[Object point labels]
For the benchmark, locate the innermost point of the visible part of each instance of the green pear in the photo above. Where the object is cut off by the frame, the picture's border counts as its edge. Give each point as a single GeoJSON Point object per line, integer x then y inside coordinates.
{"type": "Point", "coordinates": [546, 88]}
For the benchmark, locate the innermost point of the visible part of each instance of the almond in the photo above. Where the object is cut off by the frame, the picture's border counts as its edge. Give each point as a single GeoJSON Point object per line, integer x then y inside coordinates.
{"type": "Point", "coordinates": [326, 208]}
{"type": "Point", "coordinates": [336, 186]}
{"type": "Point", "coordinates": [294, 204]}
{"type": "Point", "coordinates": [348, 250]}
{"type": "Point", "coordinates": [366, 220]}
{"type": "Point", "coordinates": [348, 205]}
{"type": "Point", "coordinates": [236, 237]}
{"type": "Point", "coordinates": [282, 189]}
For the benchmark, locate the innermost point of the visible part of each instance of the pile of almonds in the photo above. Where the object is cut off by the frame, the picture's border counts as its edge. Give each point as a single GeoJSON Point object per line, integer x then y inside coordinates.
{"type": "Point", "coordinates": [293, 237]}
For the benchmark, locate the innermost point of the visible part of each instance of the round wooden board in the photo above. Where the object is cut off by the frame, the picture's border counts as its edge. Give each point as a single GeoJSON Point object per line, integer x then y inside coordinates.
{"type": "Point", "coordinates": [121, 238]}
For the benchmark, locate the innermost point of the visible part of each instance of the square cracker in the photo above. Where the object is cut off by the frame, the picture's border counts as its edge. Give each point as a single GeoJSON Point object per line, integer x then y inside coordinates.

- Your instructions
Copy the data above verbatim, reproducing every line in its original order without any changes.

- Complete output
For the benchmark, locate the innermost point of the visible part of each instance of the green pear in the photo above. Where the object is cut off by the frame, the picture's border counts as its edge. Give each point as a single GeoJSON Point object per line, integer x then y inside coordinates.
{"type": "Point", "coordinates": [546, 88]}
For the benchmark, locate the innermost point of the visible part of each instance of the almond in the photo above. Where the object is cut off by the frame, the picture's border counts as its edge. Give each point as a single GeoJSON Point object per line, integer x then y inside coordinates.
{"type": "Point", "coordinates": [326, 208]}
{"type": "Point", "coordinates": [336, 186]}
{"type": "Point", "coordinates": [294, 204]}
{"type": "Point", "coordinates": [348, 250]}
{"type": "Point", "coordinates": [366, 220]}
{"type": "Point", "coordinates": [348, 205]}
{"type": "Point", "coordinates": [236, 237]}
{"type": "Point", "coordinates": [282, 189]}
For the benchmark, locate the innermost point of the visible part of each instance of the pile of almonds in the photo above. Where the object is cut off by the frame, the picture's border counts as its edge. Give each point as a single GeoJSON Point object per line, integer x then y inside coordinates.
{"type": "Point", "coordinates": [293, 237]}
For the benchmark, locate the innermost point of the visible part of each instance of the round wooden board in the photo above. Where the object is cut off by the frame, the picture's border counts as its edge. Give each point as a single GeoJSON Point object per line, integer x then y inside coordinates.
{"type": "Point", "coordinates": [121, 238]}
For the benchmark, locate the innermost point of the visible part of each instance of the square cracker in the photo above. Where the object is cut off by the frame, the picture's border counts as its edge. Give each point as a single GeoJSON Point object per line, integer x then y inside coordinates.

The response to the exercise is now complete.